William Albert Wack, C.S.C. (born June 28, 1967) is an American prelate of the Roman Catholic Church, serving as the bishop of the Diocese of Pensacola–Tallahassee in Florida since August 22, 2017.

Early life
William Wack was born June 28, 1967, in South Bend, Indiana. He is the second youngest of ten children, including a younger brother who followed him into the priesthood. After graduating from LaSalle High School and attending Holy Cross College in Notre Dame, Indiana, for one year, Wack transferred to the University of Notre Dame. He graduated in 1989 with a degree in government and international relations.

Wack entered the novitiate for the Congregation of Holy Cross in August 1989 and professed temporary vows in 1990. He returned to Notre Dame, where he received a Master of Divinity degree in May 1993. On August 28, 1993, Wack professed solemn vows as a member of the Congregation of Holy Cross and was ordained a deacon the following day.

━━━━━━━━━━━━━━━━

◆ Challenge A
Answer these questions using the biography of William Wack, giving each answer on its own line marked the same way:
(i) In what city was he born?
(ii) In what field did he earn his 1989 degree from the University of Notre Dame?
(iii) On what date did he profess solemn vows as a member of the Congregation of Holy Cross?
◆ Challenge B
Continue the biography of William Wack from its last sentence.

Records:

━━━━━━━━━━━━━━━━

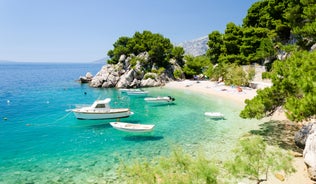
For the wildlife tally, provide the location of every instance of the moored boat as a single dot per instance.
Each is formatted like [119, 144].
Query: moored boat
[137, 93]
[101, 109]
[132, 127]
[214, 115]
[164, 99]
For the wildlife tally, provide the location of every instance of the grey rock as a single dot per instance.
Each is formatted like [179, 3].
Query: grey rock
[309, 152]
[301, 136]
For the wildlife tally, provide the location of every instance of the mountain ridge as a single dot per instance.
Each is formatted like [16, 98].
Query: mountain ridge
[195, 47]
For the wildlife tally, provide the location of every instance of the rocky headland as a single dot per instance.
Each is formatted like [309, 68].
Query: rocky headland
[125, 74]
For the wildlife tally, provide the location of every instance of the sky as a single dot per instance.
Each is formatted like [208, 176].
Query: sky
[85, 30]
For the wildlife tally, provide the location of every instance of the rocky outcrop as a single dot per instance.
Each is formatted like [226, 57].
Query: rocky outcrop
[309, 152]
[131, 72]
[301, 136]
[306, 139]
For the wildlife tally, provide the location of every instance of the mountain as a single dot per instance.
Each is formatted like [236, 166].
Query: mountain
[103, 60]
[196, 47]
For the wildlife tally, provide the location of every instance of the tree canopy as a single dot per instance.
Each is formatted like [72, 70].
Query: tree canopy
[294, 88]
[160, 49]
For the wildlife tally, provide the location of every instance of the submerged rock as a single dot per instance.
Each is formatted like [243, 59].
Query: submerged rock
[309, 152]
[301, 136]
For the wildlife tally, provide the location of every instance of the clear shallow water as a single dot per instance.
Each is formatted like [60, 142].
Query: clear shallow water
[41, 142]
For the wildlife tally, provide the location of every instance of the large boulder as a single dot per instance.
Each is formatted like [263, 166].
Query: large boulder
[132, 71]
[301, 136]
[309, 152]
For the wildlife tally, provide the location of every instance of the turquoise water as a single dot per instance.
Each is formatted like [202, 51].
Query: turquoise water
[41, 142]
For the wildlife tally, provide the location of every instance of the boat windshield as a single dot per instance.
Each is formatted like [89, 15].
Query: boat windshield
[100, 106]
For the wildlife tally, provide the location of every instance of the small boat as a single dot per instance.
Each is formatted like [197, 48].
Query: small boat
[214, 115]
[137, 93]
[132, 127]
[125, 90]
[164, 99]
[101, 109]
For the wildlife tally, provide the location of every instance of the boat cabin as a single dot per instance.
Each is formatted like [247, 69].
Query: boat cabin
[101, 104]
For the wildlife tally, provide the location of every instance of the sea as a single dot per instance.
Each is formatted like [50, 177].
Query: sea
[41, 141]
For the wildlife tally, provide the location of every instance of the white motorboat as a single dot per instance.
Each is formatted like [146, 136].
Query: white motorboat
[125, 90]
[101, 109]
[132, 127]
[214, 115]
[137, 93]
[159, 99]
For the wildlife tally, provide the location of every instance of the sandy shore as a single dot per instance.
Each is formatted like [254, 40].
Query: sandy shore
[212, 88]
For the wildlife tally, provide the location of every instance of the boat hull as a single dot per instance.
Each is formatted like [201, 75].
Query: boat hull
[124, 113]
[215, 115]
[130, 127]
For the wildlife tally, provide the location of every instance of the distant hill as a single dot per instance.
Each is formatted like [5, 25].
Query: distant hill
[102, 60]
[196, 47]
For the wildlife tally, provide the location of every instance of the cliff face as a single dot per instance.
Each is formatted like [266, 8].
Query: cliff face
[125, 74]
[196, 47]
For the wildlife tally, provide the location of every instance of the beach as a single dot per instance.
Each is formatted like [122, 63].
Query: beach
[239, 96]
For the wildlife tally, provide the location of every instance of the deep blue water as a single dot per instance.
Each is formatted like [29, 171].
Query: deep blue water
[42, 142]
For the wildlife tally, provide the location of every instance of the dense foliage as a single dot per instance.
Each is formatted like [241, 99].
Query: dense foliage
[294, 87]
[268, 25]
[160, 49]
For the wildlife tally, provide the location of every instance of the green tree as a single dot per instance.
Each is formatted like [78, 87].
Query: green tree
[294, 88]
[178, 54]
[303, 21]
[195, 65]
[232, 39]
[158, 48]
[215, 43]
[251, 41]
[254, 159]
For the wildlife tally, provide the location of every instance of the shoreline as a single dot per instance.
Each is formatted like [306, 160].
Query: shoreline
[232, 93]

━━━━━━━━━━━━━━━━

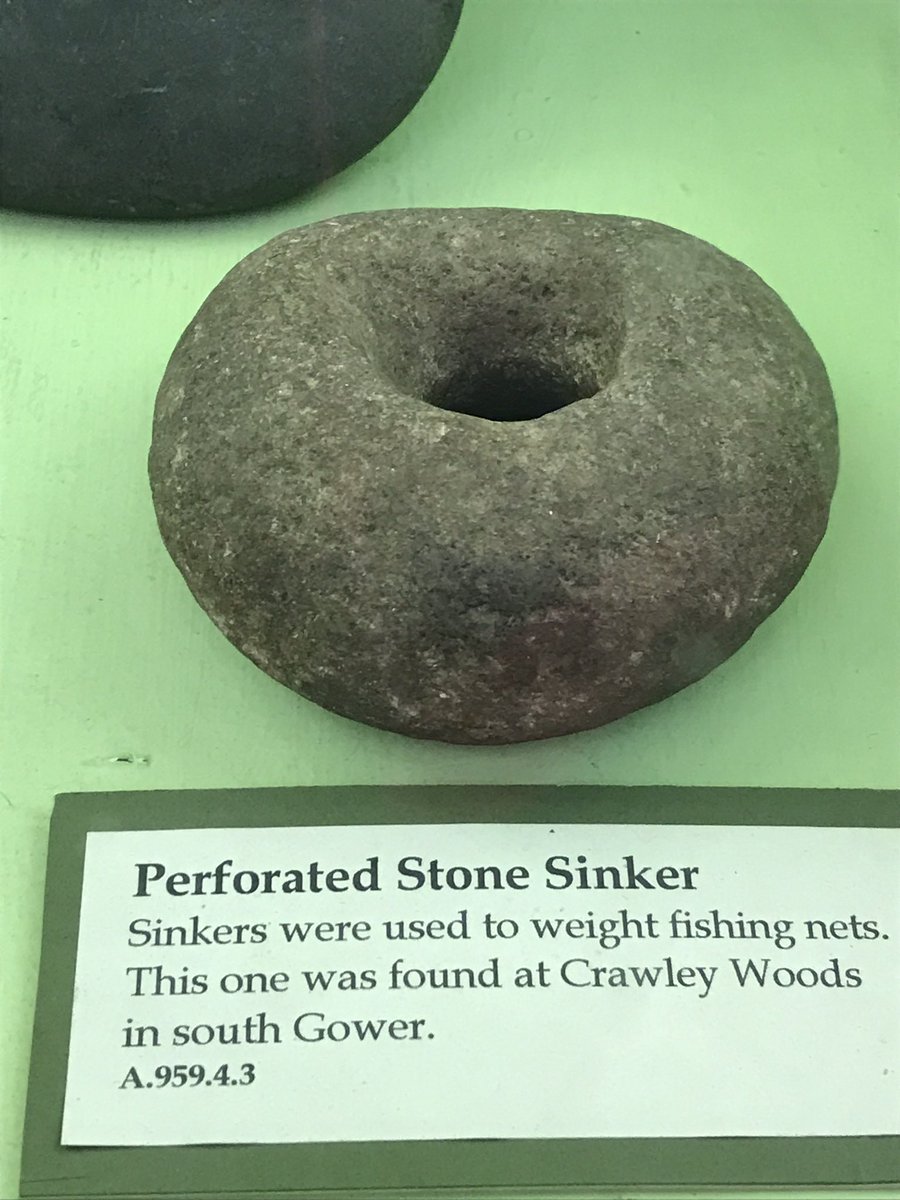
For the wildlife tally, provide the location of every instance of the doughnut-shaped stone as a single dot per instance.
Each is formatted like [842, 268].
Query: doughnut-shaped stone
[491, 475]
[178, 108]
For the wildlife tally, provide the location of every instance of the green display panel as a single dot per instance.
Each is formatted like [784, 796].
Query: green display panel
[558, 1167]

━━━━━━━━━━━━━━━━

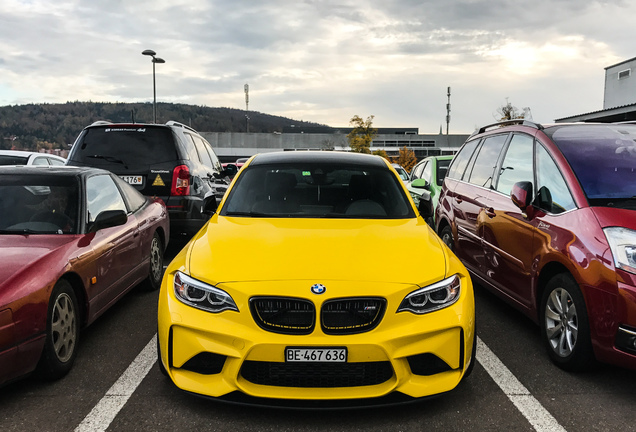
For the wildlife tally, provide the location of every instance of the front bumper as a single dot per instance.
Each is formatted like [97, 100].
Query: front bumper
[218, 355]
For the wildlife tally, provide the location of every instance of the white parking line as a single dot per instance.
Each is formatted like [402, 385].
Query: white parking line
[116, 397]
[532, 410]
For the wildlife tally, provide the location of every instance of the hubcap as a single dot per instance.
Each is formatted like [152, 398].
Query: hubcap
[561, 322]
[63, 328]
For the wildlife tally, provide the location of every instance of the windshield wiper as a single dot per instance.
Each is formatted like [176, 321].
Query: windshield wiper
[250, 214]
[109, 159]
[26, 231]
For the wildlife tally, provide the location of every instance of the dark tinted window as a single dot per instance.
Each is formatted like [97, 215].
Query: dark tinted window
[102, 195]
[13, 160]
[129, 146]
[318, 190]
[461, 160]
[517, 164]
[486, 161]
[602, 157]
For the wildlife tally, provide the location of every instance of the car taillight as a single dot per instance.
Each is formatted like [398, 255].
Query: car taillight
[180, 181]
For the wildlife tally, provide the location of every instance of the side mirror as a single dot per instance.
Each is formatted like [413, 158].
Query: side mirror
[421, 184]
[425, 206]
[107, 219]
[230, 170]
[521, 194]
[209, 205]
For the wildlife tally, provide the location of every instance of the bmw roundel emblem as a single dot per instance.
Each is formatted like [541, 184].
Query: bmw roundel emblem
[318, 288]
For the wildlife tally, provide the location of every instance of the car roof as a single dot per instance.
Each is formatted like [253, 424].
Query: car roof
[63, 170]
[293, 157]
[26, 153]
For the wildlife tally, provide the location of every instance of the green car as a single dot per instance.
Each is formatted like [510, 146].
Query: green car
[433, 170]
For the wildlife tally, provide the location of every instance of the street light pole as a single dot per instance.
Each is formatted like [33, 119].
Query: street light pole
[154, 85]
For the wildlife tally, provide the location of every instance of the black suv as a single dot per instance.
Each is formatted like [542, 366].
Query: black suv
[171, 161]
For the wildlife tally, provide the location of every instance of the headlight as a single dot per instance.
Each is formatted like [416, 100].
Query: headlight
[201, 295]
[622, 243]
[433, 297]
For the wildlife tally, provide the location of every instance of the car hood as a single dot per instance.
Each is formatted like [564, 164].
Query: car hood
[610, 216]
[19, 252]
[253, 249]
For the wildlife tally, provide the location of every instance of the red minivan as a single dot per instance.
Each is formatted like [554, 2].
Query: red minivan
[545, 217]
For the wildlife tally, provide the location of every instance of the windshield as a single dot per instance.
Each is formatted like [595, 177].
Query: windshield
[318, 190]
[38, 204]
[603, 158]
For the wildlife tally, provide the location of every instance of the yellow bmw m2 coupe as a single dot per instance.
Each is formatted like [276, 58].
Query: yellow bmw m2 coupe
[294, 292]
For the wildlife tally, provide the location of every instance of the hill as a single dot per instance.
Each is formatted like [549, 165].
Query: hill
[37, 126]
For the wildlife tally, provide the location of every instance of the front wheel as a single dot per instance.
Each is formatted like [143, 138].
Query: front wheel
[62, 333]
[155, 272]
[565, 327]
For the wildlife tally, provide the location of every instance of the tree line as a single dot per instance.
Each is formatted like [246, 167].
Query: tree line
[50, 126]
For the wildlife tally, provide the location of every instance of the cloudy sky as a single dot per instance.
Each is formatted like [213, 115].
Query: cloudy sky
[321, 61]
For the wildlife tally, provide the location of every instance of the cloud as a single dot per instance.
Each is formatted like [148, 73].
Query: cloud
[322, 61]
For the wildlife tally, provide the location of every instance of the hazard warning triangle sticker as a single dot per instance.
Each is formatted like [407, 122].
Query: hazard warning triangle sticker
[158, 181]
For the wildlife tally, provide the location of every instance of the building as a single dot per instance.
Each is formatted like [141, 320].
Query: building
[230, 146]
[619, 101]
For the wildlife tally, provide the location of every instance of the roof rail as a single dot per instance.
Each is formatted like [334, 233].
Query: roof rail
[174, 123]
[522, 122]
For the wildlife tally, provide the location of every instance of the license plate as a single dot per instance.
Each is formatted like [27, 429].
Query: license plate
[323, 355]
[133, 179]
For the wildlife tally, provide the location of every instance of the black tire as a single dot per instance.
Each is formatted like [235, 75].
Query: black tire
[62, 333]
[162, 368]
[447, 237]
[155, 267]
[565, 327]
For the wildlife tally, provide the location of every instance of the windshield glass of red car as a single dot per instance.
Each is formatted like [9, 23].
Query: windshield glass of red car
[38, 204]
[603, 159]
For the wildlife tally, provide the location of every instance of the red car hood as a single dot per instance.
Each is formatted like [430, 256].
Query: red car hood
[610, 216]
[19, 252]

━━━━━━━━━━━━━━━━

◆ Exercise answer A
(i) South Bend, Indiana
(ii) Government and international relations
(iii) August 28, 1993

◆ Exercise answer B
Priesthood 
On April 9, 1994, Wack was ordained to the priesthood for the Congregation Order by Archbishop James  MacDonald. His first assignment was as associate pastor of Sacred Heart Parish in Colorado Springs, Colorado for three-plus years. From July 1997 to July 2002, he served as associate director of vocations for Holy Cross, as well as working in campus ministry at Notre Dame. He served as director of André House, a facility serving the homeless and poor of Phoenix, Arizona, from 2002 until December 2008. In June 2009, Wack moved to Austin, Texas to become pastor of St. Ignatius Martyr Parish.

Bishop of Pensacola-Tallahassee 
On May 29, 2017, Pope Francis appointed Wack as diocesan bishop for the Diocese of Pensacola–Tallahassee. On August 22, 2017, Wack was consecrated by Archbishop Thomas Wenski.

See also

 Catholic Church hierarchy
 Catholic Church in the United States
 Historical list of the Catholic bishops of the United States
 List of Catholic bishops of the United States
 Lists of patriarchs, archbishops, and bishops

References

External links
  Roman Catholic Diocese of  Pensacola–Tallahassee Official Website
 Bishop William Albert Wack, C.S.C. (Catholic-Hierarchy.org)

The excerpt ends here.